* _Entries taken from a collection_:
+ + + + + + +

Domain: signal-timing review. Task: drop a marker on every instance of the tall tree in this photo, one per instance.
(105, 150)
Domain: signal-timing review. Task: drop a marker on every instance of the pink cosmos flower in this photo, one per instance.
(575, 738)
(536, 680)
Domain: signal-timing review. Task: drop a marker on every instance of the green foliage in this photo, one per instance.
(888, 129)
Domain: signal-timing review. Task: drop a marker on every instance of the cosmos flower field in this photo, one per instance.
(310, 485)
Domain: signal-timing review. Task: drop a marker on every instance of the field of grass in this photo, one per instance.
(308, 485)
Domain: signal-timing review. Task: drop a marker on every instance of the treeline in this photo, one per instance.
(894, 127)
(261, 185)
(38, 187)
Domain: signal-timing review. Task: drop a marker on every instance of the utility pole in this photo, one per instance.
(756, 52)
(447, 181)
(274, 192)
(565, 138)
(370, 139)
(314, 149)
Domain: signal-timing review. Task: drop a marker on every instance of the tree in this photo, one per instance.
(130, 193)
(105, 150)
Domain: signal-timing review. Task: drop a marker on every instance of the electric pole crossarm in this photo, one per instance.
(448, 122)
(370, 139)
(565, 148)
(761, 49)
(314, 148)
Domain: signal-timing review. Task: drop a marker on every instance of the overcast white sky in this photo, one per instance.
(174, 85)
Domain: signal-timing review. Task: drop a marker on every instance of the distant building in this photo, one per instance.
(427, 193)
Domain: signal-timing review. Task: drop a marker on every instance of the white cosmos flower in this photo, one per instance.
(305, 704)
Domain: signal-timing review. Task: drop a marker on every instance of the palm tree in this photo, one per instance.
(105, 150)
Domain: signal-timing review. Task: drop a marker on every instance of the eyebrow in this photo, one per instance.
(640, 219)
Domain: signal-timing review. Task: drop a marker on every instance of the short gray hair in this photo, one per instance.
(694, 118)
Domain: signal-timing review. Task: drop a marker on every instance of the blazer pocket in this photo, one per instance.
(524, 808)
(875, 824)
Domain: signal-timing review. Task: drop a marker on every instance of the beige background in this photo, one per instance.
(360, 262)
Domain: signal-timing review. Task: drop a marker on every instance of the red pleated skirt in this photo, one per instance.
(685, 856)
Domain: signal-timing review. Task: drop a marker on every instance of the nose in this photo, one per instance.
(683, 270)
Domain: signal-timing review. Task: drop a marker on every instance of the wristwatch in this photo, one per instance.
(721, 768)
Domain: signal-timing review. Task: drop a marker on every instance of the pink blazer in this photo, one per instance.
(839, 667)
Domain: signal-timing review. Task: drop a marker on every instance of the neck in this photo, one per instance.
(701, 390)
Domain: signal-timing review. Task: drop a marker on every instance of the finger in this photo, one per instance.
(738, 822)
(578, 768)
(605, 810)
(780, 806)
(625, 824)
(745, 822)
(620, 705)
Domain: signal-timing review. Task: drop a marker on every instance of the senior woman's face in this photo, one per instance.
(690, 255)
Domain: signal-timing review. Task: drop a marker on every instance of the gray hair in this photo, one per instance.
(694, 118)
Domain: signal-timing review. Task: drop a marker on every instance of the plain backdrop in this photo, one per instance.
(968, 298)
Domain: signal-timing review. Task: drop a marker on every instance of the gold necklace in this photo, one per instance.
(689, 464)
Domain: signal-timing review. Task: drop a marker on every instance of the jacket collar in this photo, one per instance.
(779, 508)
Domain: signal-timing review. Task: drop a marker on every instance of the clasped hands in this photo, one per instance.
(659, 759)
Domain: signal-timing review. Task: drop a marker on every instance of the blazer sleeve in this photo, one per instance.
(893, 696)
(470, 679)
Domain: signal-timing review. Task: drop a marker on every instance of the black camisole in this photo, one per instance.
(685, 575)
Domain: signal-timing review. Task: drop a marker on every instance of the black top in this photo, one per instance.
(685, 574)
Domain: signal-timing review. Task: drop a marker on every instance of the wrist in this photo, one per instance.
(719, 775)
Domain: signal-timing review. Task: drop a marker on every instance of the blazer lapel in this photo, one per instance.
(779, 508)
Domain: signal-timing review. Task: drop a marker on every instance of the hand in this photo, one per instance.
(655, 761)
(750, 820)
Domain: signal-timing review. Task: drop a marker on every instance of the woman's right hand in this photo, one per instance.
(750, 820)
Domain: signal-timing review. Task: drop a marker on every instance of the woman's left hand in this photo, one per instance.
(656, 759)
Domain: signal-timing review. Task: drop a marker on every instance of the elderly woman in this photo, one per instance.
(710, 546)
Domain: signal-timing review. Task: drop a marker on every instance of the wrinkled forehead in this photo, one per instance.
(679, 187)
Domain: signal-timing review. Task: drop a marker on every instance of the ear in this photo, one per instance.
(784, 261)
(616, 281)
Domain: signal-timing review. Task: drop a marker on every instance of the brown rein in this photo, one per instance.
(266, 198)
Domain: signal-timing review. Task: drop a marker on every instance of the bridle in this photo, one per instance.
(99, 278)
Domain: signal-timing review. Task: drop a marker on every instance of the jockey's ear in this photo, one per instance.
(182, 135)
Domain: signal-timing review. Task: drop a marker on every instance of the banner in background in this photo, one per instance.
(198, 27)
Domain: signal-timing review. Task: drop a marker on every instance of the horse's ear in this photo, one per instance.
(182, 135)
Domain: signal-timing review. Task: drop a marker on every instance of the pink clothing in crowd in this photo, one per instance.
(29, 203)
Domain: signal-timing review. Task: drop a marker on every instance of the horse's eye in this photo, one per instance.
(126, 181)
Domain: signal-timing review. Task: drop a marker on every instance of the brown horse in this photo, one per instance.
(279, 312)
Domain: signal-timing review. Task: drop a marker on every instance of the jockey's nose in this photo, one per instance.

+ + + + + + +

* _ASSIGNED TASK_: Exactly as they appear above, return all of the records.

* _RESULT_:
Domain: signal-timing review. Task: drop a marker on every instance of the tall tree in this photo, one per instance.
(105, 150)
Domain: signal-timing review. Task: drop a marker on every instance of the pink cosmos flower in this photo, one per instance.
(575, 738)
(536, 680)
Domain: signal-timing review. Task: drop a marker on every instance of the green foliage in this photo, one per instance.
(888, 129)
Domain: signal-timing review. Task: drop a marker on every instance of the cosmos flower field in this photo, one per instance.
(310, 485)
Domain: signal-timing review. Task: drop a marker on every instance of the field of grass in this photo, one per instance.
(308, 485)
Domain: signal-timing review. Task: drop a marker on every instance of the treeline in this photo, one per instance.
(894, 127)
(261, 185)
(38, 187)
Domain: signal-timing review. Task: drop a marker on every instance of the utility pole in this photo, one per instance.
(756, 52)
(447, 181)
(274, 192)
(565, 138)
(370, 139)
(314, 149)
Domain: signal-timing review. Task: drop a marker on every instance of the tree in this photo, one per instance.
(130, 193)
(105, 150)
Domain: signal-timing review. Task: drop a marker on every instance of the electric pole crossarm in this photo, one per instance.
(448, 122)
(370, 139)
(565, 148)
(761, 49)
(314, 148)
Domain: signal-timing review. Task: drop a marker on every instance of the overcast white sky in this photo, one per instance.
(174, 85)
Domain: signal-timing review. Task: drop a marker on every instance of the distant building in this photo, one per instance.
(427, 193)
Domain: signal-timing review. Task: drop a marker on every instance of the white cosmos flower in this photo, one per instance.
(305, 704)
Domain: signal-timing review. Task: drop a marker on every instance of the palm tree in this photo, one per instance.
(105, 150)
Domain: signal-timing review. Task: drop a marker on every instance of the eyebrow in this photo, one per instance.
(640, 219)
Domain: signal-timing review. Task: drop a marker on every instance of the short gray hair in this photo, one per instance.
(694, 118)
Domain: signal-timing review. Task: drop a marker on every instance of the blazer pocket in this photo, one per instance.
(524, 808)
(875, 824)
Domain: signal-timing review. Task: drop a marker on every instance of the beige background in this photo, one per instance.
(360, 262)
Domain: signal-timing review. Task: drop a marker on every instance of the red pleated skirt in this photo, one per instance.
(685, 856)
Domain: signal-timing review. Task: drop a marker on every instance of the nose in this photo, one per instance.
(683, 270)
Domain: signal-timing review. Task: drop a marker on every instance of the wristwatch in this photo, one per instance.
(721, 768)
Domain: signal-timing review. Task: drop a marker on every instance of the pink blazer in this photo, one per instance.
(839, 667)
Domain: signal-timing review. Task: drop a marker on every instance of the neck in this photo, one per instance.
(701, 390)
Domain: signal-timing review. Task: drop a marker on every instance of the finger in this photo, one per instance.
(738, 822)
(578, 768)
(605, 810)
(780, 806)
(625, 824)
(745, 822)
(620, 705)
Domain: signal-timing review. Task: drop a marker on every instance of the senior woman's face in this photo, one per instance.
(690, 255)
Domain: signal-timing review. Task: drop a marker on every instance of the gray hair in this photo, one per instance.
(694, 118)
Domain: signal-timing review. Task: drop a marker on every instance of the plain backdrop in this photo, one per instance.
(968, 298)
Domain: signal-timing review. Task: drop a marker on every instance of the gold necklace in this photo, one per instance.
(689, 464)
Domain: signal-timing review. Task: drop a marker on every instance of the jacket collar in this photo, one per instance.
(779, 508)
Domain: signal-timing review. Task: drop a marker on every instance of the clasped hands in this photo, one per instance.
(659, 759)
Domain: signal-timing review. Task: drop a marker on every instance of the blazer sleeve in this photo, one per instance.
(893, 696)
(470, 679)
Domain: signal-timing review. Task: drop a marker on every instance of the black camisole in this photo, one per instance.
(685, 575)
Domain: signal-timing review. Task: drop a marker on every instance of the black top in this photo, one per instance.
(685, 574)
Domain: signal-timing review. Task: drop a marker on every instance of the wrist in this photo, one per instance.
(719, 775)
Domain: signal-timing review. Task: drop a marker on every instance of the blazer lapel in this photo, one per instance.
(779, 508)
Domain: signal-timing review. Task: drop a marker on every instance of the hand in this photo, one per instance.
(655, 761)
(750, 820)
Domain: signal-timing review. Task: drop a marker on every instance of the woman's right hand in this photo, one per instance.
(750, 820)
Domain: signal-timing review. Task: drop a marker on every instance of the woman's left hand in this photo, one per instance.
(656, 759)
Domain: signal-timing review. Task: drop a marker on every instance of the elderly woman in this photo, one per instance.
(710, 546)
Domain: signal-timing review. Task: drop a marker on every instance of the wrinkled forehead in this photo, one per instance.
(679, 187)
Domain: signal-timing review. Task: drop a marker on every instance of the ear in this photo, one per instance.
(784, 261)
(616, 281)
Domain: signal-timing review. Task: drop a marker on every instance of the brown rein in this photo, one per instance.
(266, 198)
Domain: signal-timing review. Task: drop a marker on every instance of the bridle in this photo, one per instance.
(99, 278)
Domain: signal-timing review. Task: drop a marker on every instance of the jockey's ear in this photo, one per instance.
(182, 135)
Domain: signal-timing review. Task: drop a marker on every instance of the banner in background in this photo, one per instance.
(198, 27)
Domain: signal-timing review. Task: drop a marker on every instance of the horse's ear in this photo, one per instance.
(182, 135)
Domain: signal-timing review. Task: drop a marker on every instance of the pink clothing in crowd in this photo, one per instance.
(29, 203)
Domain: signal-timing review. Task: drop a marker on every instance of the horse's eye in this photo, one per instance.
(126, 181)
Domain: signal-timing review. Task: drop a marker on every instance of the brown horse in this photo, one per instance.
(279, 312)
Domain: signal-timing review. Task: drop a marker on every instance of the jockey's nose in this photo, one per instance.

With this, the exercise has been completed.